### [Task requirements]
Search the data for the string "tree" and extract every line where it appears.

(Material for this task begins)

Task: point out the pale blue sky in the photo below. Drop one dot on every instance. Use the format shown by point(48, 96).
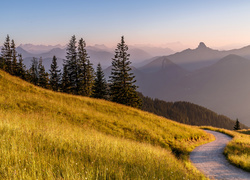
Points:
point(157, 22)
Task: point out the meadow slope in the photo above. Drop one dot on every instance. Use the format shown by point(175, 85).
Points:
point(48, 135)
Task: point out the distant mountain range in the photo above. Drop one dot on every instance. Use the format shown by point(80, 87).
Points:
point(97, 53)
point(218, 80)
point(222, 82)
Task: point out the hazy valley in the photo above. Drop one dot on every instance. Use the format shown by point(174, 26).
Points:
point(214, 79)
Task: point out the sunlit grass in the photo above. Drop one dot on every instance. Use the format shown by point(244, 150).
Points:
point(48, 135)
point(238, 150)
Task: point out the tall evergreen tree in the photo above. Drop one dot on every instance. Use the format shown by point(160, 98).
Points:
point(65, 81)
point(43, 76)
point(70, 65)
point(7, 55)
point(33, 71)
point(14, 66)
point(2, 63)
point(54, 75)
point(100, 86)
point(123, 88)
point(90, 77)
point(237, 125)
point(85, 70)
point(21, 69)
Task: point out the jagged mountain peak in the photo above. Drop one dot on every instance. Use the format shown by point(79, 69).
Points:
point(202, 45)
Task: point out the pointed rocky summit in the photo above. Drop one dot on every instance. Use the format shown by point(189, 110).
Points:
point(202, 45)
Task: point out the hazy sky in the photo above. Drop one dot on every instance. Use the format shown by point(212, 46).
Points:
point(218, 23)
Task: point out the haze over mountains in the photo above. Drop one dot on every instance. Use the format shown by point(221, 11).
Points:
point(218, 80)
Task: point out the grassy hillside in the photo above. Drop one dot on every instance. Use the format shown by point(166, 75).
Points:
point(237, 151)
point(48, 135)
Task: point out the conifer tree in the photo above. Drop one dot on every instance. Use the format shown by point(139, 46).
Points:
point(237, 125)
point(33, 71)
point(123, 88)
point(70, 65)
point(65, 82)
point(90, 77)
point(2, 63)
point(14, 69)
point(54, 75)
point(21, 69)
point(85, 79)
point(6, 55)
point(43, 76)
point(100, 86)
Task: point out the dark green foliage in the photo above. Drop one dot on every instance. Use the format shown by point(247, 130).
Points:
point(21, 69)
point(237, 125)
point(70, 65)
point(2, 63)
point(78, 73)
point(85, 79)
point(33, 71)
point(14, 66)
point(122, 87)
point(54, 75)
point(6, 55)
point(100, 86)
point(188, 113)
point(65, 82)
point(43, 76)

(Material for this task ends)

### [Solved problem]
Task: point out the tall evergreen tree in the photo above. Drop one dot on every instance. Use the format shown by point(160, 98).
Task: point out the conifer tree in the photo above. Drop one dot on every instance. Use the format shown by point(139, 46).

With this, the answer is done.